DOCUMENT PRÉSENTÉ:
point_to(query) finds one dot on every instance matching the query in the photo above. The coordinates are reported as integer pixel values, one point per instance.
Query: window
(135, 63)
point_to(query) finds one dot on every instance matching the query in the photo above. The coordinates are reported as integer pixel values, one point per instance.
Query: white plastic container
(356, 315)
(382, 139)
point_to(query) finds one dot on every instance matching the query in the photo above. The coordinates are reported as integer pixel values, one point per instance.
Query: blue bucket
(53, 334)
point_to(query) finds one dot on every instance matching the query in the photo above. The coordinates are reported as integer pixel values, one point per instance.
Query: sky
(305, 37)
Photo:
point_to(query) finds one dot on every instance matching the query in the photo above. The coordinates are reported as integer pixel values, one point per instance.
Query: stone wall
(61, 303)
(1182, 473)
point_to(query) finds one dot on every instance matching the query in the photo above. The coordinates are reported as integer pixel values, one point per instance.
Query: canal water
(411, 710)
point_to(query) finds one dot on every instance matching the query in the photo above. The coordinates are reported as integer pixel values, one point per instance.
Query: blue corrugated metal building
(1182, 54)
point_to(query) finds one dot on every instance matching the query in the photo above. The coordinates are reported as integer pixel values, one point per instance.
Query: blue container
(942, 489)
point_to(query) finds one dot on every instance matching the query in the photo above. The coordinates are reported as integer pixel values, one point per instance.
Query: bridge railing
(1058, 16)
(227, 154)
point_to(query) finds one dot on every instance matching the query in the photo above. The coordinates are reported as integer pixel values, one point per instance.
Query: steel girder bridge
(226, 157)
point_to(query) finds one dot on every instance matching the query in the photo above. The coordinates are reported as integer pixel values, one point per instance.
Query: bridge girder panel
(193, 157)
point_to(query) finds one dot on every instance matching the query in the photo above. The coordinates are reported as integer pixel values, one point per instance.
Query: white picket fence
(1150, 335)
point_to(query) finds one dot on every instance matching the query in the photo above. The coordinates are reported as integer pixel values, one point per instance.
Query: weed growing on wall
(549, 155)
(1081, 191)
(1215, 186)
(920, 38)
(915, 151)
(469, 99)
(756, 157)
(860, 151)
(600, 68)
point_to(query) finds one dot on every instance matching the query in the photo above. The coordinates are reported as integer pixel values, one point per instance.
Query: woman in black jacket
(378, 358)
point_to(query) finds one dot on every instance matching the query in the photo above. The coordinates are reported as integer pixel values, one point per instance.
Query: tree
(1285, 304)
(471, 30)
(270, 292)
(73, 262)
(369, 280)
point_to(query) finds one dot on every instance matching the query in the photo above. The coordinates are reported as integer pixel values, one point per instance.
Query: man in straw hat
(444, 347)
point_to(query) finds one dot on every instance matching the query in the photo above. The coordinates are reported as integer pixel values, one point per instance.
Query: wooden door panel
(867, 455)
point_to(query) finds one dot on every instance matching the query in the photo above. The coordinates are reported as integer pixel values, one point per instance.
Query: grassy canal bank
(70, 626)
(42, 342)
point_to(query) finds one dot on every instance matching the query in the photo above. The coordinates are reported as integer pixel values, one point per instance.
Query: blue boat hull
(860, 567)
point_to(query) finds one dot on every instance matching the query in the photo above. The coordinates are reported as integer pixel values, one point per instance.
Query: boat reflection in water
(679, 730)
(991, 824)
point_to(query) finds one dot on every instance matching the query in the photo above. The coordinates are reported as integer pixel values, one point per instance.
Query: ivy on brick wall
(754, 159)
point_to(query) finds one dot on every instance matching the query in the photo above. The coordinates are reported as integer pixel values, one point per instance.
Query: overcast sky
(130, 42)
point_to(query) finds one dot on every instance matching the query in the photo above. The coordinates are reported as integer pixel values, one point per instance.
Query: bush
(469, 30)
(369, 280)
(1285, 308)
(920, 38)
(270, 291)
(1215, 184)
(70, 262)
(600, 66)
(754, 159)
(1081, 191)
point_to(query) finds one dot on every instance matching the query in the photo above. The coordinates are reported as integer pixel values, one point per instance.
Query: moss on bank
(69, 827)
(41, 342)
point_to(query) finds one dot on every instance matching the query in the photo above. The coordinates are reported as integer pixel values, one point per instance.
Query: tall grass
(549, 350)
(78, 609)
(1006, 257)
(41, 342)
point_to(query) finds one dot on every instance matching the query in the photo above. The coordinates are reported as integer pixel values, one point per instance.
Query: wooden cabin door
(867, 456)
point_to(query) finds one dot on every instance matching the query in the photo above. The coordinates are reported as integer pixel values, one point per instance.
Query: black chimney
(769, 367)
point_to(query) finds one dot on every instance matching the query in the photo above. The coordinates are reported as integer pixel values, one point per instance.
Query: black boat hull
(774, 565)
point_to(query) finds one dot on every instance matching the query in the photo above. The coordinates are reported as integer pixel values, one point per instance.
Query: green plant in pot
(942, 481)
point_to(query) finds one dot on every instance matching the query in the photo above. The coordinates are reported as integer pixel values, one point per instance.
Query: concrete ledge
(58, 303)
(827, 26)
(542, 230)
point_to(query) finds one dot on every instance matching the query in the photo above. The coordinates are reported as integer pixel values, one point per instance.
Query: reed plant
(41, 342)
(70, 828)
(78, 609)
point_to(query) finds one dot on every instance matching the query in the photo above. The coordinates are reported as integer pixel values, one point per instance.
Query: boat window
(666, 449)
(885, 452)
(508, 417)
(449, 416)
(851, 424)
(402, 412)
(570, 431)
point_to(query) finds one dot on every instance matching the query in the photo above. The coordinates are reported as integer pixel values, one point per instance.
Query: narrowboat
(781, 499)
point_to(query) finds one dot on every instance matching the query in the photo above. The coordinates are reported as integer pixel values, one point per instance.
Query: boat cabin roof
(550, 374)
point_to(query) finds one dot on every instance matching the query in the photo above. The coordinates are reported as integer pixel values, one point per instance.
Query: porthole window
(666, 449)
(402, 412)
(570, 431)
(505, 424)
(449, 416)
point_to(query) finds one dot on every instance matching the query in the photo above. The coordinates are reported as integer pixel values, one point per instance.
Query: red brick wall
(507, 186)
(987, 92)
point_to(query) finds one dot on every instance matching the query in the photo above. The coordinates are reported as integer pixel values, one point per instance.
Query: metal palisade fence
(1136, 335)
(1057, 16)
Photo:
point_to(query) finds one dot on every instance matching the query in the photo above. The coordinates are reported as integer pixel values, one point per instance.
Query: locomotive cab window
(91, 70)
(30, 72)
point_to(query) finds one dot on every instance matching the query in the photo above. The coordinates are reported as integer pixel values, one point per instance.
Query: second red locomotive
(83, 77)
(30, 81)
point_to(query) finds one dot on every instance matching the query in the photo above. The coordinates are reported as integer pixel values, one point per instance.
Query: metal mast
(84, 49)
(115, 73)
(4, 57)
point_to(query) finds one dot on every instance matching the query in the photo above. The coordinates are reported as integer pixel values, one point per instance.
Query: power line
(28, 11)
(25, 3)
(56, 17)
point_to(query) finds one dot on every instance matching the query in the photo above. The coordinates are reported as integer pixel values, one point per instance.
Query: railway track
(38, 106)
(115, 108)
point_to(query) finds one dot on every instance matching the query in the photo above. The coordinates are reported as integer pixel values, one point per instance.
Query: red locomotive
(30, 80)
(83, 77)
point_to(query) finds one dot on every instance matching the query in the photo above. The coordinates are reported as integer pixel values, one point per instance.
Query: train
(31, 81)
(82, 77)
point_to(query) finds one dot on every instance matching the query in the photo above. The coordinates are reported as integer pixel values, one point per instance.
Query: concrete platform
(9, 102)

DÉFI: Réécris toute la liste en remplaçant « integer pixel values » par « whole-number pixel values », sans rien modifier d'autre.

CORRIGÉ:
point_to(query) finds one dot on every instance matching the query in the photo above. The coordinates are reported as whole-number pixel values, one point per instance.
Query: window
(135, 63)
point_to(query) finds one dot on every instance matching the query in the photo above. The coordinates are reported as whole-number pixel values, one point per instance.
Query: white plastic container
(356, 315)
(382, 139)
point_to(query) finds one dot on every instance matching the query in the photo above. The coordinates are reported as whole-number pixel values, one point per instance.
Query: blue bucket
(53, 334)
point_to(query) finds one dot on every instance matching the query in the photo above. The coordinates are reported as whole-number pixel values, one point per instance.
Query: sky
(305, 37)
Photo:
point_to(query) finds one dot on every instance matching the query in the photo above. The coordinates are reported as whole-number pixel values, one point per instance.
Query: stone wall
(61, 303)
(1182, 473)
point_to(query) finds one dot on every instance matching the query in the photo above. The coordinates are reported as whole-number pixel values, one point per instance.
Query: canal water
(411, 710)
point_to(query) finds one dot on every instance matching the query in the photo above. The coordinates are reported as whole-number pixel values, one point per instance.
Query: blue corrugated metal building
(1182, 54)
point_to(query) finds one dot on every instance matching the query in the photo above. The coordinates are reported as whole-number pixel values, one point per instance.
Query: blue container
(942, 489)
point_to(query) finds one dot on every instance matching the query in the photo above. The coordinates are reported as whole-number pixel values, one point per instance.
Query: bridge railing
(1058, 16)
(227, 154)
point_to(query) finds one dot on every instance matching the query in the photo above. The coordinates are reported as whole-number pixel values, one point per instance.
Query: steel girder bridge
(226, 157)
point_to(query) finds one dot on every instance matching the query in the photo above. The coordinates are reported as whole-number pixel values, one point per instance.
Query: bridge girder panel
(193, 157)
point_to(query) finds one dot on every instance matching the query in the photo above. The coordinates are reported as whole-number pixel values, one point per instance.
Query: white picket fence
(1150, 335)
point_to(query) finds one dot on every instance matching the query in the photo above. The coordinates are reported as whole-number pixel values, one point per instance.
Query: weed growing on wall
(549, 155)
(1081, 191)
(1215, 186)
(920, 38)
(915, 151)
(469, 99)
(756, 157)
(860, 151)
(600, 68)
point_to(query) finds one dot on every instance matching the query in the photo above. The coordinates are reported as whole-number pixel values, one point per instance.
Query: woman in black jacket
(378, 358)
point_to(query) finds one dot on every instance matching the query in the photo above. The coordinates are reported as whole-number pixel values, one point per instance.
Query: tree
(1285, 304)
(471, 30)
(270, 292)
(73, 262)
(369, 280)
point_to(query) finds one dot on every instance matching the query in the photo above. The coordinates are reported as whole-number pixel values, one point per instance.
Query: man in straw hat
(444, 347)
point_to(query) finds one dot on every instance matching the query in the photo above. The coordinates are reported as whole-number pixel values, one point per instance.
Query: wooden door panel
(867, 455)
point_to(query) finds one dot on every instance matching the query in the photo above. The coordinates are reported as whole-number pixel values, one point per instance.
Query: grassy canal bank
(70, 626)
(42, 342)
point_to(query) finds one dot on every instance matching the query in the photo above. The coordinates are reported as whole-number pixel values, one point per instance.
Query: blue boat hull
(860, 567)
point_to(query) finds one dot on every instance matching the query in the photo above. The coordinates are reported as whole-number pixel values, one point per instance.
Query: boat reflection in water
(679, 730)
(991, 824)
point_to(query) finds one dot on every instance matching the query in the photo above. The coordinates are reported as whole-number pixel values, one point per instance.
Query: ivy on brick wall
(754, 159)
point_to(query) finds one dot on every instance matching the query in the photo above. The coordinates are reported as whole-number pixel values, one point per instance.
Query: overcast sky
(130, 42)
point_to(query) finds one dot on every instance matching the query in the photo above. The coordinates are reported as whole-number pixel values, one point per instance.
Query: bush
(469, 30)
(369, 280)
(1285, 308)
(920, 38)
(270, 291)
(1215, 184)
(70, 262)
(600, 66)
(754, 159)
(1081, 191)
point_to(query) finds one dot on every instance matching the query in the photo above. The coordinates are reported as whole-number pixel values, one point per instance.
Query: moss on bank
(69, 827)
(41, 342)
point_to(query) finds one dot on every instance matching the query in the photo above. The coordinates are reported as whole-number pixel values, one point per instance.
Query: tall grass
(549, 350)
(78, 609)
(1006, 257)
(41, 342)
point_to(query) finds one dot on every instance matching the query in the photo above. The coordinates are reported as whole-number pixel values, one point per instance.
Query: wooden cabin door
(867, 456)
point_to(query) finds one dot on every instance matching the query in the photo above. The coordinates are reported as whole-number pixel values, one point per instance.
Query: black chimney
(769, 367)
point_to(query) finds one dot on every instance matching the query in the photo above. The coordinates are reported as whole-number pixel values, one point per instance.
Query: black boat hull
(774, 565)
point_to(query) finds one dot on every instance matching the query in the photo above. The coordinates are reported as whole-number pixel values, one point per instance.
Query: green plant in pot
(942, 481)
point_to(query) finds one dot on every instance matching the query in the photo above. The coordinates are reported as whole-number pixel values, one point per instance.
Query: concrete ledge
(58, 303)
(827, 26)
(542, 230)
point_to(query) finds one dot on every instance matching the query in the photo above. The coordinates are reported as whole-number pixel values, one point per instance.
Query: reed plant
(41, 342)
(70, 828)
(78, 609)
point_to(query) finds one dot on every instance matching the query in the photo above. The coordinates are reported as whole-number pixel values, one point per instance.
Query: boat window
(666, 449)
(885, 452)
(508, 417)
(449, 416)
(851, 424)
(402, 412)
(570, 431)
point_to(query) finds one dot on every instance matching the query in the photo above. The coordinates are reported as whole-number pixel values, one point per instance.
Query: narrowboat
(781, 499)
point_to(query) finds one dot on every instance matching the query in the photo above. The coordinates are reported as whole-number pixel values, one point per instance.
Query: boat cabin roof
(550, 374)
point_to(query) finds one dot on every instance matching the query in the photo above. The coordinates are reported as whole-number pixel values, one point per instance.
Query: porthole window
(666, 449)
(402, 412)
(570, 431)
(505, 424)
(449, 416)
point_to(query) finds one dot on every instance matching the query in the photo above. The coordinates are reported as whole-number pixel values, one point per instance.
Query: red brick wall
(507, 186)
(987, 92)
point_to(query) finds one dot on every instance matching the query in the photo above. The coordinates are reported as whole-number pixel values, one point per instance.
Query: metal palisade fence
(1136, 335)
(1057, 16)
Photo:
point_to(query) finds one dot on every instance matching the query in the photo above. The coordinates are reported as whole-number pixel values, one point per instance.
Query: locomotive cab window
(91, 70)
(30, 72)
point_to(query) finds one dot on every instance matching the query in the photo above. The coordinates are reported as whole-number pixel values, one point per instance.
Query: second red locomotive
(83, 77)
(30, 81)
point_to(query) finds one dot on every instance matching the query in the photo above. The coordinates are reported as whole-number pixel values, one point per instance.
Query: metal mast
(84, 49)
(115, 73)
(4, 57)
point_to(query) finds one dot on every instance matching the query in the photo above. The coordinates are reported as whole-number pixel values, one point per instance.
Query: power line
(28, 11)
(25, 3)
(56, 17)
point_to(query) finds one dot on every instance matching the query in the photo above. The coordinates are reported as whole-number pixel values, one point per instance.
Query: railway track
(38, 106)
(115, 108)
point_to(query) finds one dot on every instance matching the query in the photo above. The coordinates are reported as whole-number pixel values, one point per instance.
Query: red locomotive
(30, 80)
(83, 77)
point_to(query) finds one dot on every instance matching the query in the photo above. The coordinates are reported as whole-number pixel values, one point per instance.
Query: train
(31, 81)
(82, 77)
point_to(query) finds one dot on every instance matching the query in the photo above. The coordinates are reported as whole-number pixel values, one point per instance.
Query: concrete platform
(9, 102)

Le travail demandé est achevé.